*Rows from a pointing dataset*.
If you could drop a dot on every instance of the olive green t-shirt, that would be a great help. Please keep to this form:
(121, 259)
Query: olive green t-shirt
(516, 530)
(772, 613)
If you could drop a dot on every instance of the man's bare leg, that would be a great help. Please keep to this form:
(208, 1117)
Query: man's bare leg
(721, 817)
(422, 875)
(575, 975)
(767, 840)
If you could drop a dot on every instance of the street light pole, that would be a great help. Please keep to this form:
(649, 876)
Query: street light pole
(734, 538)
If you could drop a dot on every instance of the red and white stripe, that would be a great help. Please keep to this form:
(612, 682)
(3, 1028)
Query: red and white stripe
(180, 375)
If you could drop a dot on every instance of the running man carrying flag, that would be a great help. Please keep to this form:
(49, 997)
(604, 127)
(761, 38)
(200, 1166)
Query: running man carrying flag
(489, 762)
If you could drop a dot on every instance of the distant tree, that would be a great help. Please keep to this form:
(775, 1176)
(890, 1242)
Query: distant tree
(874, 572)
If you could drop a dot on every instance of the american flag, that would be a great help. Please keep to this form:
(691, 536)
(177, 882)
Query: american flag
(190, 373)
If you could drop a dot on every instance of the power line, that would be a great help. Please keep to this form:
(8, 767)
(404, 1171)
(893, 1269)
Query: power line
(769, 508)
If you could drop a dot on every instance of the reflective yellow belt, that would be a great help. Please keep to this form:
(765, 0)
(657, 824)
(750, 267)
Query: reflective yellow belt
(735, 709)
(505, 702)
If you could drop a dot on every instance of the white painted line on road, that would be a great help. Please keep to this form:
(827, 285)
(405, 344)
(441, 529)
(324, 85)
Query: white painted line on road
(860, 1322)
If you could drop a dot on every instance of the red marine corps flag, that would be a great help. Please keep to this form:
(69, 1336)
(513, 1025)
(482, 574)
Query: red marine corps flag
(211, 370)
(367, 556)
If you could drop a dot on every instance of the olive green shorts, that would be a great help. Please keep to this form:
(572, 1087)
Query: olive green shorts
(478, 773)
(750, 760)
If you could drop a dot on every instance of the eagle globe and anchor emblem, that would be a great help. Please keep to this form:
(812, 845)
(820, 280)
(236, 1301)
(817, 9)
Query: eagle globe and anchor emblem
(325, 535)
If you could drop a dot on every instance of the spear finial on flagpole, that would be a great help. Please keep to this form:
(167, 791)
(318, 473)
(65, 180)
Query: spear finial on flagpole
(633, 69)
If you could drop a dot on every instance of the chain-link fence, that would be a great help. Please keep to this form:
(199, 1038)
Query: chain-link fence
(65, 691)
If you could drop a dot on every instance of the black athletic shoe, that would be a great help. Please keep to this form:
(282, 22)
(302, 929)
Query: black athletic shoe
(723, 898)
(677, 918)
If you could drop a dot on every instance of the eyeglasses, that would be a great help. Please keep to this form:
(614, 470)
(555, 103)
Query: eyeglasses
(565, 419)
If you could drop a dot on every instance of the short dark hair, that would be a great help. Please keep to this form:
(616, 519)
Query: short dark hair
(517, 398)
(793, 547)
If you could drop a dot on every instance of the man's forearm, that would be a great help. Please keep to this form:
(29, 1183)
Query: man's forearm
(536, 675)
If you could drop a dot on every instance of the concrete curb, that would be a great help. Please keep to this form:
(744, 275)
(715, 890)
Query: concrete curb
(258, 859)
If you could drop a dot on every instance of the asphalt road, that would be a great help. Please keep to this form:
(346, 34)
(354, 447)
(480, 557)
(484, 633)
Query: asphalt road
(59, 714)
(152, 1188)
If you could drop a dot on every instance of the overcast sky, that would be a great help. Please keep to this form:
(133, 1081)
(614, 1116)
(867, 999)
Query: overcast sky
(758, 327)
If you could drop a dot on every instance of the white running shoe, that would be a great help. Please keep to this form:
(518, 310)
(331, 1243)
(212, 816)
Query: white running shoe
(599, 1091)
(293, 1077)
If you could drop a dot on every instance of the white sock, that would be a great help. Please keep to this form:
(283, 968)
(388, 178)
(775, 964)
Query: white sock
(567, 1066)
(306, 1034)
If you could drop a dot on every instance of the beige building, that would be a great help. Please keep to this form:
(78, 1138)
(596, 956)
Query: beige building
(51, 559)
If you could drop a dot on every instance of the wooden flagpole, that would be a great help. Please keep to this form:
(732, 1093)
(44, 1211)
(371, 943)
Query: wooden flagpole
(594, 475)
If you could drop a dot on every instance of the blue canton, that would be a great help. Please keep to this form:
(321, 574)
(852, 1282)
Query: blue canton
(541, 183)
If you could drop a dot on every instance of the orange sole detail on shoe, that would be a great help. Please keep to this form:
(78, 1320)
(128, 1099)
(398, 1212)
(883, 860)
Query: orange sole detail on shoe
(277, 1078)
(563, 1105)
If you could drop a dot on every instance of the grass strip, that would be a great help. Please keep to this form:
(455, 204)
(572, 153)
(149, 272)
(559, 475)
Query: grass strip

*CHALLENGE*. Repeat every line of the data, exactly and in full.

*OUTPUT OF THE EXERCISE*.
If you could drop a dot on every instance of the olive green t-shirt, that would be a great help. Please keep to this form:
(121, 259)
Query: olive green t-shirt
(516, 530)
(772, 613)
If you could drop a dot on every instance of the man's bare leg, that would be a great help. Please keep to this form:
(208, 1117)
Query: man's bare leg
(721, 817)
(422, 875)
(575, 975)
(767, 840)
If you could drop a dot on every instance of the street light pole, that would be a great help. Please keep to this form:
(649, 876)
Query: street light pole
(734, 538)
If you could drop a dot on every instance of the red and white stripe, that would be a great help. Please keep to this form:
(612, 682)
(3, 1028)
Query: red and white stripe
(180, 375)
If you could drop a dot on every instance of the running man carrying flag, that would be a great help. Please keep to this form:
(49, 997)
(604, 127)
(761, 38)
(200, 1166)
Query: running man carrying flag
(489, 762)
If you could drop a dot on every instance of the distant tree, that would be a great help. Please keep to this form:
(775, 1176)
(890, 1242)
Query: distant tree
(874, 572)
If you could drop a dot on every instance of the american flag, that would be a great help. Please keep to this form:
(691, 536)
(177, 882)
Query: american flag
(190, 373)
If you could drop a dot on every instance of the power line, that would be a great help. Please keep to this form:
(8, 767)
(404, 1171)
(893, 1269)
Query: power line
(769, 508)
If you could drop a dot on every instance of the reflective yellow belt, that would be a great help. Please keep to this form:
(765, 0)
(657, 824)
(750, 267)
Query: reflective yellow belt
(735, 709)
(505, 702)
If you could drop a dot on every instance of the white painted line on road, that would be a great help. Please keep to this form:
(827, 285)
(405, 344)
(441, 529)
(324, 85)
Query: white painted line on road
(860, 1322)
If you could drop a dot on every instance of the red marine corps flag, that would be a great help. Please keep to this form:
(69, 1336)
(513, 1025)
(482, 574)
Query: red marine corps flag
(211, 370)
(367, 556)
If you could drop a dot on every instance of the olive green shorts, that would be a great help. Please keep to this form:
(572, 1087)
Query: olive green shorts
(478, 773)
(750, 760)
If you could drop a dot on every instance of the eagle globe and anchor emblem, that would be a great help. Please keep to this form:
(812, 845)
(820, 280)
(236, 1301)
(817, 9)
Query: eagle globe and anchor emblem
(325, 535)
If you could drop a dot on every instance of the spear finial on flagpole, that would be a great help. Please keep to this form:
(167, 791)
(318, 473)
(65, 180)
Query: spear finial on flagpole
(633, 69)
If you could drop a dot on every instance of the chain-link fence, that would be a great help. Please keep to this form:
(199, 1038)
Query: chain-link fence
(65, 691)
If you could drop a dot on every instance of the black athletic shoe, that would be a great help. Please keep to this form:
(282, 22)
(302, 929)
Query: black athletic shoe
(723, 898)
(677, 918)
If you could drop a dot on every instance of the eyeglasses, that would be a great help. Please keep to this form:
(614, 470)
(555, 103)
Query: eyeglasses
(565, 419)
If you could drop a dot on every instance of the short dark hair, that would be a great help. Please keep to this form:
(616, 519)
Query: short dark hair
(517, 398)
(793, 547)
If you could drop a dot on every instance of the man's forearm, that would be a great help. Please keep to this form:
(29, 1183)
Query: man's forearm
(536, 675)
If you could drop a dot on every instance of the concrete curb, that would be a great help. Please keep to this form:
(744, 275)
(715, 890)
Query: concrete curb
(258, 859)
If you could drop a dot on every instance of the asphalt road, that would be a great help. Please keep to this form:
(346, 34)
(354, 447)
(480, 557)
(484, 633)
Query: asphalt road
(59, 714)
(152, 1188)
If you could drop a dot on every instance of the overcast sky, that would be a great help. Please keep to this form:
(133, 1081)
(614, 1116)
(867, 999)
Query: overcast sky
(758, 327)
If you could drop a dot on every instance of the white running shoe, that would be a great help. Please keep to this form:
(518, 310)
(331, 1243)
(212, 816)
Query: white running shoe
(599, 1091)
(293, 1077)
If you could drop a dot on every instance of the white sock, that would be a great help. Please keep to this form:
(283, 968)
(388, 178)
(775, 964)
Query: white sock
(567, 1066)
(306, 1034)
If you could drop a dot on every instance of the beige building, that would be a great help. Please keep to this form:
(78, 1138)
(596, 956)
Query: beige building
(51, 559)
If you could drop a dot on every instance of the wooden flagpole, that would be a great help. Please keep to this form:
(732, 1093)
(44, 1211)
(371, 943)
Query: wooden flagpole
(594, 475)
If you could drop a dot on every instance of the blue canton, that would be a great help. Please keep to this form:
(321, 574)
(852, 1282)
Query: blue canton
(541, 183)
If you could drop a dot on every instance of the orange sole detail on shoe, that would be a great help. Please keep to this form:
(78, 1320)
(128, 1099)
(398, 1212)
(883, 860)
Query: orange sole detail on shoe
(277, 1078)
(563, 1105)
If you could drop a dot on every instance of the grass strip, that would be a great help. Please keep to this form:
(455, 204)
(572, 153)
(149, 272)
(559, 475)
Query: grass strip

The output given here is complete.